Directions -> Tally the lines in the entries below that contain the string "tire", treating uppercase and lowercase letters as different. Give only the number.

#### Given records ####

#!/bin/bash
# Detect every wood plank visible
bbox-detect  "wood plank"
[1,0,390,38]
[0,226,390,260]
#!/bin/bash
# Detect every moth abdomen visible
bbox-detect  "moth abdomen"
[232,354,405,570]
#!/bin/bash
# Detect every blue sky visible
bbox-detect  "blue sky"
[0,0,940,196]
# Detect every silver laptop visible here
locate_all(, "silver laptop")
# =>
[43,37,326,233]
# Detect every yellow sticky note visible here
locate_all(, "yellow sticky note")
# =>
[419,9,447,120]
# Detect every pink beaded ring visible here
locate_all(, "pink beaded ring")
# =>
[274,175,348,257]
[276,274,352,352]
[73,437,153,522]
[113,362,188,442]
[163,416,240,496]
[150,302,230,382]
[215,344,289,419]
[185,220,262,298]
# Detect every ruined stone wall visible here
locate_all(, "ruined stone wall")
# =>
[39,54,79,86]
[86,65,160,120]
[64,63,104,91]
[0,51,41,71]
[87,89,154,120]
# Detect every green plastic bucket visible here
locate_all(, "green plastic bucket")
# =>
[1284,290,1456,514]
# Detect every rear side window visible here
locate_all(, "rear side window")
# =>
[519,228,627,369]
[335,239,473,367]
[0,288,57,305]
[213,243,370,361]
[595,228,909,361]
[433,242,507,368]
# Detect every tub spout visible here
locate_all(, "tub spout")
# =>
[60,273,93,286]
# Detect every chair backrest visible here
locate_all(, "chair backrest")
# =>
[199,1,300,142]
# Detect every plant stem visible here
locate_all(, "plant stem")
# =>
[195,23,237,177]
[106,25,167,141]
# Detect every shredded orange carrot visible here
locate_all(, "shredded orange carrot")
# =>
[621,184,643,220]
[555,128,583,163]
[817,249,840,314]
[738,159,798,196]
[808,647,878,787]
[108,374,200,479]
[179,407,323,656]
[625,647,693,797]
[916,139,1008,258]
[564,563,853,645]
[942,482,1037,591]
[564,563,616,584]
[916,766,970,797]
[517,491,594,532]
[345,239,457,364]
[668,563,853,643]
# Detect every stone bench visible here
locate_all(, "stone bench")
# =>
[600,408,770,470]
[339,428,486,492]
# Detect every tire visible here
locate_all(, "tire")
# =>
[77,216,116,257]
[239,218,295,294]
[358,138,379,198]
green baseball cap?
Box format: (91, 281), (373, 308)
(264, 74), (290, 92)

####

Expected answer -> 2